▶ **PROBLEM STATEMENT**
The output is to match the entries below character for character.

▶ **MATERIAL FOR THIS TASK**
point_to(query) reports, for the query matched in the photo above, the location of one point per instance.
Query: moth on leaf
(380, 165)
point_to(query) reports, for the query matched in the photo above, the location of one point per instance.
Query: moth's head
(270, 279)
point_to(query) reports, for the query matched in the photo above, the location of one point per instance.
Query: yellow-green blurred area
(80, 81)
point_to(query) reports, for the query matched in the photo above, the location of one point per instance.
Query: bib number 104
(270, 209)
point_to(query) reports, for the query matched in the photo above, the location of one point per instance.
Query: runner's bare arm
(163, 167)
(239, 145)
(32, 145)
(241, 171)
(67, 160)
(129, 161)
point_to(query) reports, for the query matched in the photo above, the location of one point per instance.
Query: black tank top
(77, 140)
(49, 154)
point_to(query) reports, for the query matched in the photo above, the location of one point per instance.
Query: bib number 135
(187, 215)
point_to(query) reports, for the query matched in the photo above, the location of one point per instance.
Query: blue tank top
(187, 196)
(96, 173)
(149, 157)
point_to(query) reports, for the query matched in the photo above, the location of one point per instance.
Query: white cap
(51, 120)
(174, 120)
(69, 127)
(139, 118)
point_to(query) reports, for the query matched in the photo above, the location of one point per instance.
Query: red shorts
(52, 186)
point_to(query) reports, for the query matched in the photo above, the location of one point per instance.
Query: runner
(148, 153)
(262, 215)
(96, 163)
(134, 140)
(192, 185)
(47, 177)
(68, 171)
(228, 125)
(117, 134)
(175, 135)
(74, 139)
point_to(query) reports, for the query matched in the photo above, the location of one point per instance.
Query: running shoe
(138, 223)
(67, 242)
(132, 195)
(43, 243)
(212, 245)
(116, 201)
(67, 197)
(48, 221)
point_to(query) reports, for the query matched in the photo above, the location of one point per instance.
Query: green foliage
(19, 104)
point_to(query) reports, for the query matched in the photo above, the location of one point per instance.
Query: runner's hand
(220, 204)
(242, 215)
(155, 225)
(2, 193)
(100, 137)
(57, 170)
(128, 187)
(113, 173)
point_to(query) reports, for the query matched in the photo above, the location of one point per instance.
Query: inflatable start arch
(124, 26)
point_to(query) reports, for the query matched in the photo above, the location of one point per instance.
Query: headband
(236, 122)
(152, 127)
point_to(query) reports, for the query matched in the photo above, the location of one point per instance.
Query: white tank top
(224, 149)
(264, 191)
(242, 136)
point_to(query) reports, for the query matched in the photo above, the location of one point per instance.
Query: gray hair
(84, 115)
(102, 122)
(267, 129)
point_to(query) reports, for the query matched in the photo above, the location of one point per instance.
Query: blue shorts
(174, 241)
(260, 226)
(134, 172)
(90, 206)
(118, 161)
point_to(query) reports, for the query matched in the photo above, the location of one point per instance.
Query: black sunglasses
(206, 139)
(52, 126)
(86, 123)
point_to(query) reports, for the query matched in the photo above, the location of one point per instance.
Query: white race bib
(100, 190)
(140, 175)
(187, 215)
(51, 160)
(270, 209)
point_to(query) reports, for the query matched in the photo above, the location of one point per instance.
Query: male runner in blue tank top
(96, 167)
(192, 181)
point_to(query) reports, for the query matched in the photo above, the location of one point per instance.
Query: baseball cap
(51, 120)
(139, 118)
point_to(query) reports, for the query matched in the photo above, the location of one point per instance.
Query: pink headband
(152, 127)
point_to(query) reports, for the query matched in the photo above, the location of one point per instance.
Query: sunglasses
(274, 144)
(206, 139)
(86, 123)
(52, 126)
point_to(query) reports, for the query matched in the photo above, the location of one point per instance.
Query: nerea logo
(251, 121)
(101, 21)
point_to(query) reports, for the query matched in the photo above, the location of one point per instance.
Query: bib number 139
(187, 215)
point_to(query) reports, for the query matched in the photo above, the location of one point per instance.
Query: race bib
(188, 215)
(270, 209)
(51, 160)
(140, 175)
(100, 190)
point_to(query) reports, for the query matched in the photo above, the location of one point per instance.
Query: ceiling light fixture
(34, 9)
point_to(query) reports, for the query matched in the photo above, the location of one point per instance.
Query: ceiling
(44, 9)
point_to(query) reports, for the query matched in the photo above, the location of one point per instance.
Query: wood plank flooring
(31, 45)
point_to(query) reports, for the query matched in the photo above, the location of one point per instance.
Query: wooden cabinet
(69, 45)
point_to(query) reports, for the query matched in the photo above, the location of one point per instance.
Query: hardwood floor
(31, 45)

▶ **COMPLETED TASK**
point_to(query) reports, for the query matched in the photo above, the location of one point per instance.
Query: moth on leaf
(380, 165)
point_to(query) reports, for the query matched in the photo above, the location of one point per instance.
Query: moth's head
(270, 279)
point_to(query) reports, for the query matched in the photo above, the location of one point per instance.
Query: yellow-green blurred area
(80, 81)
point_to(query) reports, for the query matched in the photo above, the location of one point per instance.
Query: bib number 104
(270, 209)
point_to(query) reports, for the query matched in the photo above, the location of one point per instance.
Query: runner's bare arm
(163, 167)
(239, 145)
(32, 145)
(241, 171)
(67, 160)
(129, 161)
point_to(query) reports, for the query matched in the photo above, the location of one point per instance.
Query: black tank top
(77, 140)
(49, 154)
point_to(query) reports, for the query matched in the photo above, the location of one point per instance.
Query: bib number 135
(187, 215)
point_to(query) reports, for the query matched in the photo above, the location of one point per instance.
Query: blue tank top
(187, 196)
(96, 173)
(149, 157)
point_to(query) reports, for the query matched in the photo above, the location of one point per instance.
Query: white cap
(51, 120)
(174, 120)
(69, 127)
(139, 118)
point_to(query) reports, for the query matched in the photo above, the location of one point per instance.
Query: red shorts
(52, 186)
point_to(query) reports, for the query matched in the photo above, the location of one point per instance.
Query: runner
(148, 153)
(262, 215)
(96, 163)
(134, 140)
(192, 185)
(47, 177)
(68, 171)
(228, 125)
(117, 134)
(175, 135)
(74, 139)
point_to(query) reports, for the query matched in the photo above, the location of one point per instance.
Query: running shoe
(138, 223)
(67, 242)
(132, 195)
(43, 243)
(212, 245)
(116, 201)
(67, 197)
(48, 221)
point_to(query) reports, for the query matched in the photo above, the location of one point per instance.
Query: green foliage
(19, 104)
point_to(query) reports, for the query matched in the photo above, the location of one point per instance.
Query: runner's hand
(220, 204)
(242, 215)
(155, 225)
(2, 193)
(100, 137)
(57, 170)
(128, 187)
(113, 173)
point_to(query) reports, for the query matched in the photo above, the location of one point per instance.
Query: inflatable start arch
(124, 26)
point_to(query) reports, for the query matched in the photo above, the location of one point per instance.
Query: headband
(236, 122)
(152, 127)
point_to(query) reports, for the query matched in the photo above, the location of one point per instance.
Query: white tank top
(224, 149)
(264, 191)
(242, 136)
point_to(query) reports, for the query matched in the photo above, the location of one point per instance.
Query: gray hair
(84, 115)
(102, 122)
(267, 129)
point_to(query) reports, for the query matched in the photo above, the location of one point per instance.
Query: blue shorts
(174, 241)
(260, 226)
(134, 172)
(90, 206)
(118, 161)
point_to(query) reports, for the query matched in the photo above, the location of one point per instance.
Query: black sunglasses
(206, 139)
(52, 126)
(86, 123)
point_to(query) reports, for the query matched in the photo above, the location of one point per instance.
Query: white race bib
(100, 190)
(140, 175)
(187, 215)
(51, 160)
(270, 209)
point_to(query) reports, for the query matched in the photo above, the location of one point per instance.
Query: male runner in blue tank top
(96, 167)
(192, 181)
point_to(query) reports, for the query matched in the photo above, the location of one point per instance.
Query: baseball cap
(51, 120)
(139, 118)
point_to(query) reports, for the query matched in the photo above, the location of one point per instance.
Query: pink headband
(152, 127)
point_to(query) reports, for the query matched in the photo above, the location of one point per instance.
Query: sunglasses
(274, 144)
(206, 139)
(86, 123)
(52, 126)
point_to(query) reports, for the query matched in the photo above, the location of one point per instance.
Query: nerea logo
(251, 121)
(101, 21)
point_to(query) reports, for the query matched in the photo above, the location of one point per instance.
Query: bib number 139
(187, 215)
point_to(query) reports, for the query matched in the photo above, the location of one point per instance.
Query: race bib
(188, 215)
(270, 209)
(51, 160)
(140, 175)
(100, 190)
point_to(query) reports, for the query matched in the photo above, the location of one point per instance.
Query: ceiling light fixture
(34, 9)
point_to(query) reports, for the query matched in the photo above, the location of one point per instance.
Query: ceiling
(44, 9)
point_to(query) reports, for the query matched in the photo above, the location of one point per instance.
Query: wood plank flooring
(31, 45)
point_to(query) reports, for the query matched in the photo above, the location of one point per instance.
Query: wooden cabinet
(69, 45)
point_to(query) reports, for the query matched in the photo above, the location of one point per instance.
Query: hardwood floor
(31, 45)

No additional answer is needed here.